O Estado de S. Paulo

https://opiniao.estadao.com.br/noticias/espaco-aberto,desemprego-inflacao-e-mais-de-400-mil-mortos,70003708634


‘Não há desculpa para não termos a melhor educação do país’, diz ex-secretário do DF

Cleomar Almeida, Coordenador de Publicações da FAP

Ex-secretário de Educação do Distrito Federal Rafael Parente e sócio efetivo do Movimento Todos pela Educação, Rafael Parente afirma que o DF tem tudo para ter o maior desempenho nessa área no país. “Não há desculpa para não termos a melhor educação do país”, afirma ele.

Em entrevista ao portal da Fundação Astrojildo Pereira (FAP), o ex-secretário afirma que o parâmetro deve ser o Índice de Desenvolvimento da Educação Básica (Ideb), que avalia o conhecimento dos alunos em português e em matemática, além de considerar as taxas de reprovação em cada localidade

Confira o vídeo!

https://www.facebook.com/fundacaoastrojildofap/videos/175275371042039/

Doutor em Educação e diretor da BEI Educação, empresa de inovação nesse setor e impacto social, o especialista vai participar do quinto encontro online do Seminário Brasília Cidadania, na segunda-feira (3/5). A realização é da FAP, em Brasília, com a Zonal do Cidadania no Plano Piloto (veja detalhes ao final da reportagem).

Ranking nacional

Em 2019, o Distrito Federal ficou em segundo lugar nos anos iniciais do ensino fundamental, segundo o ranking nacional do Ideb, atrás apenas de São Paulo. Nos anos finais dessa fase e no ensino médio, ocupou a quinta posição, em ambos.

Naquele ano, Parente coordenou a criação do Educa DF, o plano estratégico da rede distrital de educação do Governo do Distrito Federal (GDF). A proposta se baseia em cinco bandeiras.

– Sempre aprender: acolher, valorizar e fortalecer os profissionais da educação;

– Escolas que queremos: atenção especial para quem mais precisa;

– Educação para a paz: um mundo melhor a partir de cada sala de aula;

– Excelência para todos: novas creches e escolas e mais qualidade;

– Inov@: a educação do futuro está aqui.

 

“Problemas sérios”

Na avaliação do especialista, “problemas sérios de infraestrutura” devem ser solucionados para que o Distrito Federal consiga avançar mais e garantir educação de qualidade.

“A gente tem problemas sérios de infraestrutura que não deveria ter. Por exemplo, temos 4 mil escolas sem banheiro no Brasil. Aqui no DF, tem escolas fechadas por problemas de infraestrutura, isso não deveria acontecer”, critica.

==*==

*Instrução de trabalho 1*: Segundo a reportagem sobre a educação no Distrito Federal, que posição o DF ocupou em 2019 nos anos iniciais do ensino fundamental no ranking nacional do Ideb?
*Instrução de trabalho 2*: Copie da reportagem sobre a educação no Distrito Federal o trecho que vai de "Em 2019, o Distrito" até "em cinco bandeiras.", inclusive.
*Instrução de trabalho 3*: Por favor, dê seguimento à reportagem sobre a educação no Distrito Federal a partir da última frase apresentada.

Dados de localização de fotos anotadas:
==*==

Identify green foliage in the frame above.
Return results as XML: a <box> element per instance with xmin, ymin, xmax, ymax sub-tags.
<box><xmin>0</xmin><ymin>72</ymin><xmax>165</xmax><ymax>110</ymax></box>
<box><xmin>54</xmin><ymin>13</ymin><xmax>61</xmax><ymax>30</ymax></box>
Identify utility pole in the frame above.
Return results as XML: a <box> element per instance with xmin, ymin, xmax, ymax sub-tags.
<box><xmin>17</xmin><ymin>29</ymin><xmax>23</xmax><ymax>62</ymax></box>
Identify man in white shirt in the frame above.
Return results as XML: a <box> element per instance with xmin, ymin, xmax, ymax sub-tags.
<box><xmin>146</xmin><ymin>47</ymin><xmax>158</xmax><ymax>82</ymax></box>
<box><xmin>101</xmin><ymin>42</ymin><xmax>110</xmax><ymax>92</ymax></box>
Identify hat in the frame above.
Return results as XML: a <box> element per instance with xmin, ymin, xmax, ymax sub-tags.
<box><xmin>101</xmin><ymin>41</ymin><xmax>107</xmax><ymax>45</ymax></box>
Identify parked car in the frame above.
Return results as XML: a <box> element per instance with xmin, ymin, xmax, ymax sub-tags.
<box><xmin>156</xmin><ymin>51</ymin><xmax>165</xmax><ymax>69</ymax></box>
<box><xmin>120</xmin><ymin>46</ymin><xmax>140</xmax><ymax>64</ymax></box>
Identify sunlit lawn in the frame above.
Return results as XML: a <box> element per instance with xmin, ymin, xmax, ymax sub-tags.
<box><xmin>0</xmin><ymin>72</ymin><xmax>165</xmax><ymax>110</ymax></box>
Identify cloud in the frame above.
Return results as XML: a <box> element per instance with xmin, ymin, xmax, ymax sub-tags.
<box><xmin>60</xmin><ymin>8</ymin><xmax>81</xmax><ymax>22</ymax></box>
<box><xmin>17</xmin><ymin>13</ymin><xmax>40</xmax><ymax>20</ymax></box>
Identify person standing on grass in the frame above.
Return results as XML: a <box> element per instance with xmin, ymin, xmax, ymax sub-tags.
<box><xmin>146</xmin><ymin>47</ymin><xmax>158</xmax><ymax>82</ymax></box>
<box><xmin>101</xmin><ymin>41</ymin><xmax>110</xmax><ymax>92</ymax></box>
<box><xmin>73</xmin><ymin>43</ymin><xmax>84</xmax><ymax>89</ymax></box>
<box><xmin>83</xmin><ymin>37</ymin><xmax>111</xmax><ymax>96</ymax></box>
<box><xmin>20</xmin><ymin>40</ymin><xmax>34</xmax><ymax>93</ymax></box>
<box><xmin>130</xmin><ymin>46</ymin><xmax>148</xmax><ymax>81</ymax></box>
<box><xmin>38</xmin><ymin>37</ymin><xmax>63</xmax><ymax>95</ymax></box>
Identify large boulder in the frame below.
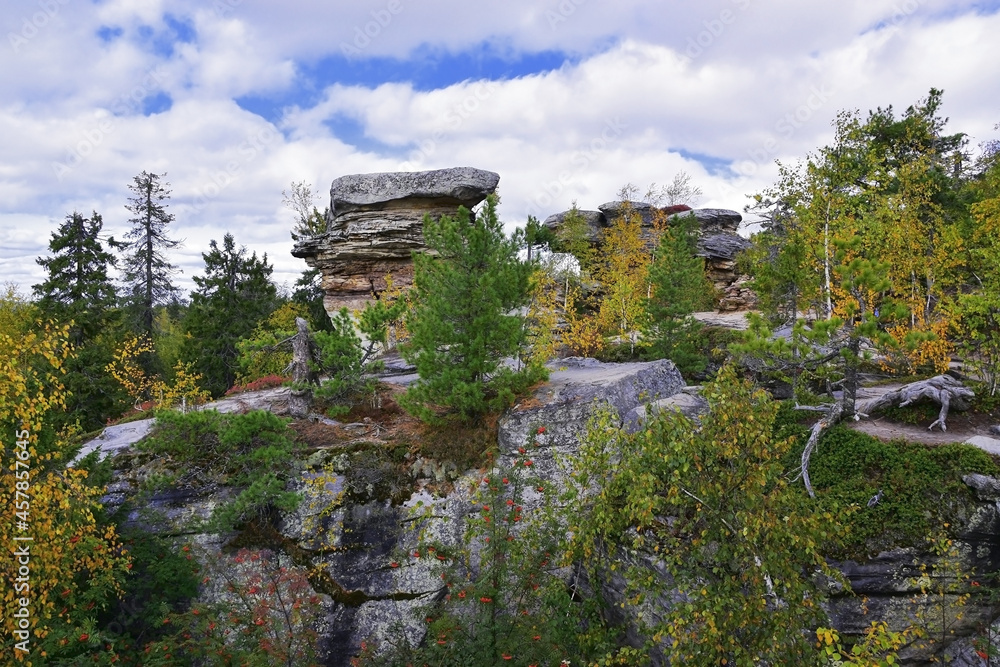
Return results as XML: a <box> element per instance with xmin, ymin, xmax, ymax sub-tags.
<box><xmin>292</xmin><ymin>167</ymin><xmax>500</xmax><ymax>313</ymax></box>
<box><xmin>542</xmin><ymin>210</ymin><xmax>608</xmax><ymax>246</ymax></box>
<box><xmin>667</xmin><ymin>208</ymin><xmax>743</xmax><ymax>236</ymax></box>
<box><xmin>545</xmin><ymin>201</ymin><xmax>756</xmax><ymax>310</ymax></box>
<box><xmin>498</xmin><ymin>357</ymin><xmax>685</xmax><ymax>480</ymax></box>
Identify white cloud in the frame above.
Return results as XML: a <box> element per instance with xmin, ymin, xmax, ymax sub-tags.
<box><xmin>0</xmin><ymin>0</ymin><xmax>1000</xmax><ymax>296</ymax></box>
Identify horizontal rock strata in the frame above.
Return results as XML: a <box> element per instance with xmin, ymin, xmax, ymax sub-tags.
<box><xmin>292</xmin><ymin>167</ymin><xmax>500</xmax><ymax>313</ymax></box>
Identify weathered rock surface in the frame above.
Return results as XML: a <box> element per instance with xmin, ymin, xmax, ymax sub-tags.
<box><xmin>70</xmin><ymin>419</ymin><xmax>156</xmax><ymax>465</ymax></box>
<box><xmin>292</xmin><ymin>167</ymin><xmax>500</xmax><ymax>313</ymax></box>
<box><xmin>545</xmin><ymin>201</ymin><xmax>755</xmax><ymax>302</ymax></box>
<box><xmin>625</xmin><ymin>387</ymin><xmax>708</xmax><ymax>433</ymax></box>
<box><xmin>667</xmin><ymin>208</ymin><xmax>743</xmax><ymax>236</ymax></box>
<box><xmin>86</xmin><ymin>358</ymin><xmax>1000</xmax><ymax>666</ymax></box>
<box><xmin>828</xmin><ymin>474</ymin><xmax>1000</xmax><ymax>665</ymax></box>
<box><xmin>542</xmin><ymin>211</ymin><xmax>608</xmax><ymax>245</ymax></box>
<box><xmin>498</xmin><ymin>357</ymin><xmax>684</xmax><ymax>478</ymax></box>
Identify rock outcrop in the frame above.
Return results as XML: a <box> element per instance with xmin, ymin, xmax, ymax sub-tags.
<box><xmin>543</xmin><ymin>201</ymin><xmax>754</xmax><ymax>310</ymax></box>
<box><xmin>95</xmin><ymin>358</ymin><xmax>684</xmax><ymax>666</ymax></box>
<box><xmin>292</xmin><ymin>167</ymin><xmax>500</xmax><ymax>313</ymax></box>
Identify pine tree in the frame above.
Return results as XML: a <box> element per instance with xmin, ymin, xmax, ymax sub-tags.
<box><xmin>181</xmin><ymin>234</ymin><xmax>277</xmax><ymax>396</ymax></box>
<box><xmin>645</xmin><ymin>215</ymin><xmax>712</xmax><ymax>373</ymax></box>
<box><xmin>122</xmin><ymin>171</ymin><xmax>181</xmax><ymax>348</ymax></box>
<box><xmin>32</xmin><ymin>211</ymin><xmax>121</xmax><ymax>430</ymax></box>
<box><xmin>403</xmin><ymin>196</ymin><xmax>544</xmax><ymax>420</ymax></box>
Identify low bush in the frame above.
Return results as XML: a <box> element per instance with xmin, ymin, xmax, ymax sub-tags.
<box><xmin>776</xmin><ymin>414</ymin><xmax>1000</xmax><ymax>558</ymax></box>
<box><xmin>137</xmin><ymin>410</ymin><xmax>298</xmax><ymax>528</ymax></box>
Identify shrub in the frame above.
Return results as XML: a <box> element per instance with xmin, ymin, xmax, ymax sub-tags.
<box><xmin>137</xmin><ymin>410</ymin><xmax>298</xmax><ymax>528</ymax></box>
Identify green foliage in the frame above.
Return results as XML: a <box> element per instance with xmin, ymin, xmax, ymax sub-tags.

==*==

*Resposta do exercício 1*: O segundo lugar, atrás apenas de São Paulo.

*Resposta do exercício 2*:
Em 2019, o Distrito Federal ficou em segundo lugar nos anos iniciais do ensino fundamental, segundo o ranking nacional do Ideb, atrás apenas de São Paulo. Nos anos finais dessa fase e no ensino médio, ocupou a quinta posição, em ambos.

Naquele ano, Parente coordenou a criação do Educa DF, o plano estratégico da rede distrital de educação do Governo do Distrito Federal (GDF). A proposta se baseia em cinco bandeiras.

*Resposta do exercício 3*:
Confira os eventos anteriores do Seminário Brasília Cidadania

https://www.facebook.com/watch/?ref=external&v=750816498957227

https://www.facebook.com/fundacaoastrojildofap/videos/363456928417741/

https://www.facebook.com/watch/?ref=external&v=2774322792831388

https://www.facebook.com/fundacaoastrojildofap/videos/362907601808726/


Potencialidades

Por outro lado, o ex-secretário ressalta uma série de potencialidades que o Distrito Federal tem em relação às demais unidades da Federação, como “a facilidade de ter um sistema que é, ao mesmo tempo, municipal e estadual”.

Esse formato, segundo Parente, permite que o DF acompanhe a pessoa desde ao entrar na creche, ainda criança, até ingressar na universidade, na vida adulta. “Tem como fazer esse acompanhamento todo”, ressalta.

Além disso, o Distrito Federal facilita o deslocamento dos responsáveis pela Secretaria de Educação do GDF a todas as escolas, já que, geograficamente, é menor que as demais unidades da Federação. “Tem número relativamente alto de escolas e muito investimento, com bom orçamento para a pasta”, assevera.

Também confirmaram presença no encontro o ex-senador e ex-reitor da Universidade de Brasília (UnB) Cristovam Buarque e a doutora em linguística aplicada Lucília Garcez.

SERVIÇO

Seminário Brasília Cidadania
5º evento online da série: O futuro das políticas de Educação e Saúde no DF
Dia: 3/5/2021
Transmissão: das 19h às 21h
Onde: Portal da FAP e redes sociais (Facebook e Youtube) da entidade
Realização: Fundação Astrojildo Pereira, em parceria com a Zonal do Plano Piloto do Cidadania

O arquivo do vídeo do evento fica disponível para o público nesses canais, por tempo indeterminado.